**Provided text:**

Mark Holtorf: Thank you very much Emmanuel.  Hello everybody and welcome from my side as Deborah mentioned earlier, I’m a partner in our Munich office and I’m heading the German IP team and therefore I would like to inform you about the recent developments and views in Germany post-Brexit.

So let’s start with an update on the ratification process in Germany, and let me raise the question why Germany hasn’t ratified yet.  The reason is, unofficially at least, that Germany was supposed to be the last of the 13 countries but also the last of the 3 countries, England, UK and Germany to ratify the UPC Agreement.  The reason was that Germany was supposed to wait until everything is in place with regard to the technical requirements but also to the legal requirements and then the stuff for the unitary patent package so that at the time when Germany would ratify everything and actually go live afterwards.

**Information provided:**
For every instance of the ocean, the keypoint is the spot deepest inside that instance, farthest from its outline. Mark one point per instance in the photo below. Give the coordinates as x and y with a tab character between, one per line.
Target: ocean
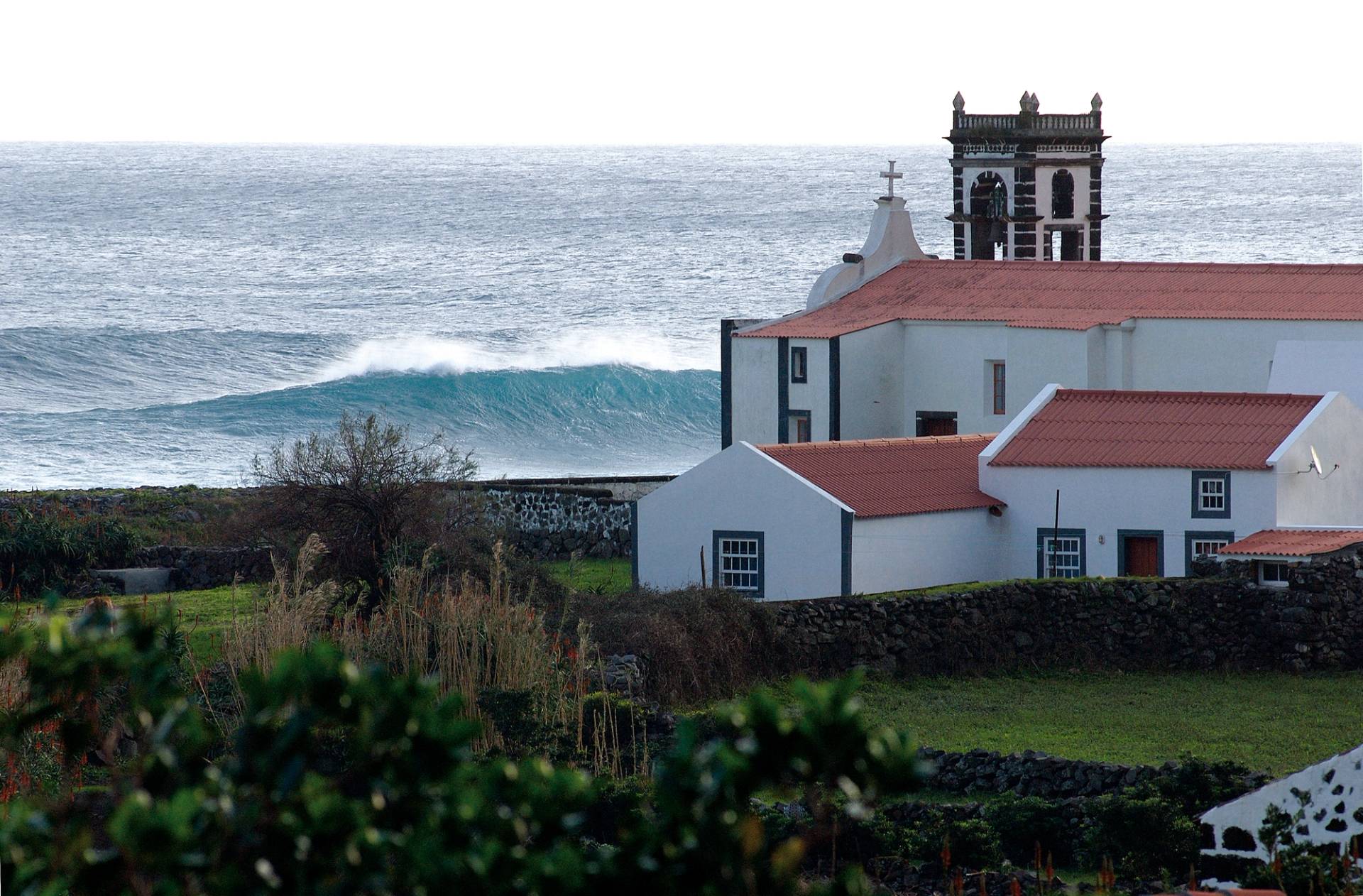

**List of tasks:**
1. List every person named in the UPC ratification talk.
2. According to the UPC ratification talk, which team does the speaker head?
3. Carry on the UPC ratification talk from where it stops.
The listing stands apart from the UPC ratification talk and is separate material.

**Exercise results:**
1. Mark Holtorf, Emmanuel, Deborah

2. The German IP team.

3.
How’s the situation now?  Germany has two chamber system when it comes to the ratification of these types of international agreements as the UPC Agreement.  The first chamber is at the Federal Council which is the representation of the Federal State in Germany as the draft law for the ratification path, the Federal Council without changes, the draft law is now in the parliament and it already passed the first reading and it’s now in the sub-divisions of the parliament which is exactly the way it should be and the ratification in Germany is expected after the Summer break so some time in Autumn irrespective of the situation in the UK.  Together with the ratification law Germany will also enact a second law which will deal with the changes to the German national law in particular the changes are relevant with regard to the German patent law, so in Germany in terms of ratification everything is on track.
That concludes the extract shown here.